**WHAT IS REQUIRED:**
Can you put all of the material below into a numbered list, leaving out any blank lines?
**** SUPPLIED DATA ****
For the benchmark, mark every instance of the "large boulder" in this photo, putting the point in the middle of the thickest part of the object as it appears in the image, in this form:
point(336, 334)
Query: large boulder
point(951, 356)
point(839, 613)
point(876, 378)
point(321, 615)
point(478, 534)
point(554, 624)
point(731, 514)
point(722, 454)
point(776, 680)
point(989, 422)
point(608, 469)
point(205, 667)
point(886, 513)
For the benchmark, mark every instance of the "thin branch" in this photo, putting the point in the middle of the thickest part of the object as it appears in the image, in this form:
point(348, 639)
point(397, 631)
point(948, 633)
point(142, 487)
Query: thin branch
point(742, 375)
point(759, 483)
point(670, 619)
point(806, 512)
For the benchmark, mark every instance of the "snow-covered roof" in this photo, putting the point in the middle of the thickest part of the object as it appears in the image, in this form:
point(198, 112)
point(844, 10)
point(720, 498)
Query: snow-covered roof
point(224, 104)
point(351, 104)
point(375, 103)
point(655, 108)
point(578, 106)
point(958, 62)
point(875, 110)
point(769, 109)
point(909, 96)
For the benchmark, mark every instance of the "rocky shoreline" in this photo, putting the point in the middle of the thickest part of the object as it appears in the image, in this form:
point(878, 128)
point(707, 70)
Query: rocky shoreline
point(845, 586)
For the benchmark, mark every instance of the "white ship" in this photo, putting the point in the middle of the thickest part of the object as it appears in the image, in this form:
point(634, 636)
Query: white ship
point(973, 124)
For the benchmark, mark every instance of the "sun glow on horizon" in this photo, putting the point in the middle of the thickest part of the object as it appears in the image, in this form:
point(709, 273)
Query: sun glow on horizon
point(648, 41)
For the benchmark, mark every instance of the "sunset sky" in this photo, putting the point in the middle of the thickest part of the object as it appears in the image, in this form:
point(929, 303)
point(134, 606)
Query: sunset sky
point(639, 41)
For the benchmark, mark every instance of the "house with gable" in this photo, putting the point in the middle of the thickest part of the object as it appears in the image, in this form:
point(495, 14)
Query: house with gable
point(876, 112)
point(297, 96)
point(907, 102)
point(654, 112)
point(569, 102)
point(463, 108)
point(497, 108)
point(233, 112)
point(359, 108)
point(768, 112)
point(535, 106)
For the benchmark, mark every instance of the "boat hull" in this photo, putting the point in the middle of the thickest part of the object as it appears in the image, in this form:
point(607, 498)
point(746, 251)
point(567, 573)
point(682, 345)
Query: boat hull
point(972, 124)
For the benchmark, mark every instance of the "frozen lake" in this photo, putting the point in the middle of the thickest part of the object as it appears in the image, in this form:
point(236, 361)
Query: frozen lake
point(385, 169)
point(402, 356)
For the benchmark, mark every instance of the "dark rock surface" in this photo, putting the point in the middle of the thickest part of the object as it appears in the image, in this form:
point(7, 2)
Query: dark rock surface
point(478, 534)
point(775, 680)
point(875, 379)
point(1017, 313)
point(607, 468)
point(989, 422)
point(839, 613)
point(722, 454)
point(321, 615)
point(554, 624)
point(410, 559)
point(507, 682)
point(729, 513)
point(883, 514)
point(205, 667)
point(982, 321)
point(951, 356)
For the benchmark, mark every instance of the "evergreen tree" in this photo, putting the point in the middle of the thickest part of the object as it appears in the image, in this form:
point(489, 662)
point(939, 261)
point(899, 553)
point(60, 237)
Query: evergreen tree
****
**FULL RESPONSE:**
1. For the benchmark, mark every instance of the "large boulder" in this photo, putting the point in the middle of the thickest part of the object as it appears in the image, in this form:
2. point(336, 334)
3. Query: large boulder
4. point(951, 356)
5. point(839, 613)
6. point(876, 378)
7. point(321, 615)
8. point(478, 534)
9. point(554, 624)
10. point(731, 514)
11. point(722, 454)
12. point(776, 680)
13. point(989, 422)
14. point(608, 469)
15. point(205, 667)
16. point(886, 513)
17. For the benchmark, mark every instance of the "thin branch" in this photo, putting the point in the middle of the thickest part of the object as it appears in the image, in this form:
18. point(348, 639)
19. point(397, 631)
20. point(948, 633)
21. point(142, 487)
22. Query: thin branch
23. point(742, 375)
24. point(759, 483)
25. point(670, 619)
26. point(806, 512)
27. For the benchmark, mark every instance of the "snow-covered roof" in this photo, putting the point in the middle of the thickest part of the object as it appears in the image, in this form:
28. point(198, 112)
29. point(844, 10)
30. point(720, 498)
31. Query: snow-covered roof
32. point(224, 104)
33. point(351, 104)
34. point(375, 103)
35. point(655, 108)
36. point(578, 106)
37. point(958, 62)
38. point(875, 110)
39. point(769, 109)
40. point(909, 96)
41. For the benchmark, mark every instance of the "rocky shoreline" in this photo, putting the point in the middle of the thickest part of the object as it appears in the image, in this form:
42. point(878, 128)
43. point(707, 70)
44. Query: rocky shoreline
45. point(845, 586)
46. For the benchmark, mark every instance of the "white ship" in this photo, putting the point in the middle of the thickest part of the object as it appears in the image, in this form:
47. point(634, 636)
48. Query: white ship
49. point(973, 124)
50. For the benchmark, mark every instance of the "sun glow on horizon" in this photo, putting the point in the middle of the thickest part of the object as it appears in the image, in this form:
51. point(709, 273)
52. Query: sun glow on horizon
53. point(648, 41)
54. For the benchmark, mark every instance of the "sunset sky" in this photo, putting the point in the middle of the thickest part of the object as it appears in the image, in this form:
55. point(929, 303)
56. point(134, 606)
57. Query: sunset sky
58. point(639, 41)
59. For the benchmark, mark every instance of the "house with gable" in this photo, putting the point in the middle of the thickest part of the object as it appears in the image, in this form:
60. point(495, 14)
61. Query: house with gable
62. point(876, 112)
63. point(297, 96)
64. point(907, 102)
65. point(654, 112)
66. point(569, 102)
67. point(463, 108)
68. point(497, 108)
69. point(233, 112)
70. point(359, 108)
71. point(768, 112)
72. point(535, 106)
73. For the benchmark, mark every instance of the "boat hull" in this photo, putting the point in the middle of the thickest part of the object as it appears in the image, in this form:
74. point(607, 498)
75. point(746, 251)
76. point(567, 573)
77. point(682, 345)
78. Query: boat hull
79. point(972, 124)
80. For the benchmark, mark every instance of the "frozen lake" in this photo, putting the point in the middle of the thickest part of the object as it appears in the image, in this form:
81. point(236, 361)
82. Query: frozen lake
83. point(385, 169)
84. point(402, 356)
85. For the benchmark, mark every instance of the "dark rock surface" in this photo, putting the point in the middle of the thickest part of the object as it appears in the image, in this form:
86. point(7, 2)
87. Query: dark rock surface
88. point(478, 534)
89. point(775, 680)
90. point(875, 379)
91. point(1017, 313)
92. point(607, 468)
93. point(989, 422)
94. point(839, 613)
95. point(722, 454)
96. point(321, 615)
97. point(554, 624)
98. point(410, 559)
99. point(507, 682)
100. point(729, 513)
101. point(883, 514)
102. point(205, 667)
103. point(982, 321)
104. point(951, 356)
105. For the benchmark, mark every instance of the "evergreen tree" in this photo, putting the point in the middle of the thickest part of the object as it appears in the image, in this form:
106. point(489, 662)
107. point(939, 261)
108. point(899, 553)
109. point(60, 237)
110. Query: evergreen tree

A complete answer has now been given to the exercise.